» **Excerpt**:
"It's not because there wasn't an attempt at a robbery, but that's not what this case is about. It's not about stealing something from the dairy; it's about Mr Kumar being killed by those young men," said crown prosecutor Kieran Raftery.
Ms Pecotic was critical of the terminology of the prosecutor, who called her client "a young man".
"Legally he is a child," she said.
To fully understand what happened in the brief moments captured on footage inside the dairy, Ms Pecotic said, "we need to go back in time".
On April 12, 2009, the defendant suffered a serious head injury when a car hit him. There was no follow-up medical care, the court heard.
"So this is a 13-year-old boy who goes into the dairy ... He was not an average 13-year-old without a brain injury, without a history of drug use and neglect, and not a man as the Crown has said," Ms Pecotic said.
She pointed out her client did not look at the till when he entered but focused his attention on the fridges.
"If [the defendant] had the intention to cause grievous bodily injury, he wouldn't have lifted his left hand towards Mr Kumar. He would've immediately used his right hand with the knife, I suggest," the lawyer said.

» **Raw data**:
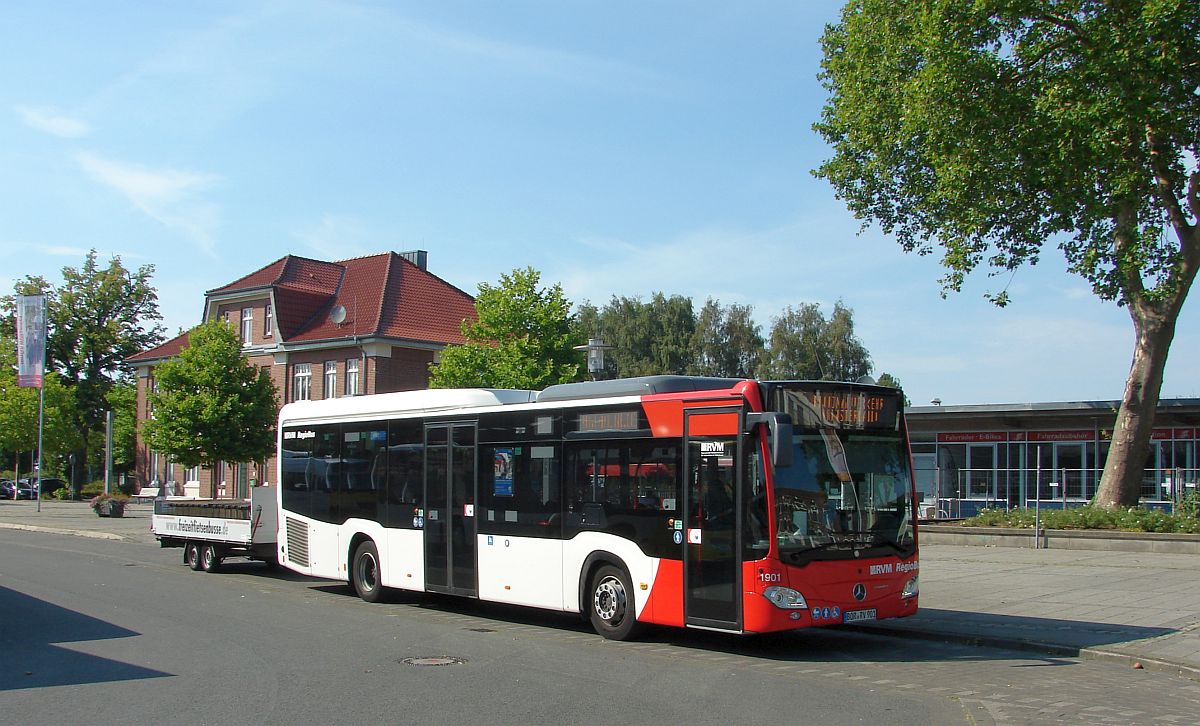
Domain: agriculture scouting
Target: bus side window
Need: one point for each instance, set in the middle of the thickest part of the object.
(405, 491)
--
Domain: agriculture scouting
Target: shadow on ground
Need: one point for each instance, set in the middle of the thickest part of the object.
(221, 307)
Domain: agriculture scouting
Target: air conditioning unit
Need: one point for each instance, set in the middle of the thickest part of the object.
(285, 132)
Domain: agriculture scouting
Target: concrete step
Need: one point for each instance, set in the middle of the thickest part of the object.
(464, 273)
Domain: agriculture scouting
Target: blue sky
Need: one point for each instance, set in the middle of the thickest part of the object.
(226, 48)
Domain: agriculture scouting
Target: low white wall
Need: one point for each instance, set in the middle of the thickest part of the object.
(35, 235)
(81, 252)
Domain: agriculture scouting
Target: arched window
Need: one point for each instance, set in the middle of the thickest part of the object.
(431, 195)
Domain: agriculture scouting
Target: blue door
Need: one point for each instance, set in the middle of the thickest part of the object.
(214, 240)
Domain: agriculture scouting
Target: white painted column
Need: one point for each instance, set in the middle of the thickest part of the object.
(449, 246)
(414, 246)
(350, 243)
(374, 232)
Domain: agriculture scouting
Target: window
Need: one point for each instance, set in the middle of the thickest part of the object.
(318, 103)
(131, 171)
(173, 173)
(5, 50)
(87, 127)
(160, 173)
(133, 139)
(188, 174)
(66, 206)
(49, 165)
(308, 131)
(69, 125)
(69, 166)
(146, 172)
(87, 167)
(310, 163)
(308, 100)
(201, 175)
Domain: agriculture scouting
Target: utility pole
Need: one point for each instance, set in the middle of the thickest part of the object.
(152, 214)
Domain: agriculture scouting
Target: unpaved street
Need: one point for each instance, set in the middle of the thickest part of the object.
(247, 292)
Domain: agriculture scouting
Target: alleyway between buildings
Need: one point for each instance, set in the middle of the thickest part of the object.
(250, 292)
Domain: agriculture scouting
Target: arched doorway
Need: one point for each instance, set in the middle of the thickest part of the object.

» **What to work on**:
a) In the court report, on what date was the defendant hit by a car?
b) Extend the court report, starting right after its last sentence.
The entries can be ignored.

» **Answers by item**:
a) April 12, 2009.

b)
His co-accused's lawyer, David Niven, accepted it had been his client's idea to go out that morning and persuaded his co-defendant to join him. But he said there was barely any planning about what was to happen.
He said the jury would have to decide whether the younger accused assisted in the attempted robbery.
"And did he know what [the older boy] did was a probable consequence of carrying out the robbery?"
The defence lawyer also drew the jury's attention to the CCTV footage, depicting the teen standing in the shop's doorway, which he said showed his client was not guilty.
"This is an instinctive reaction to what he sees in front of him - he steps backwards," Mr Niven said.
"If the plan was for the weapons to be used, this is the time you would use them, but he does the opposite."